Top of Entries shown

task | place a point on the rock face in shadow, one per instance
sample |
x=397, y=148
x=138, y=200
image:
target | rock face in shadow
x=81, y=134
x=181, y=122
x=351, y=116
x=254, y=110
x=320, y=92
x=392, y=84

Bottom of Entries shown

*Aim of the exercise:* Return the full data above, line for line.

*Response to the exercise:*
task | place a point on the rock face in shadow, one per instance
sample |
x=397, y=148
x=138, y=200
image:
target | rock face in shadow
x=81, y=134
x=181, y=122
x=351, y=116
x=254, y=110
x=320, y=92
x=392, y=84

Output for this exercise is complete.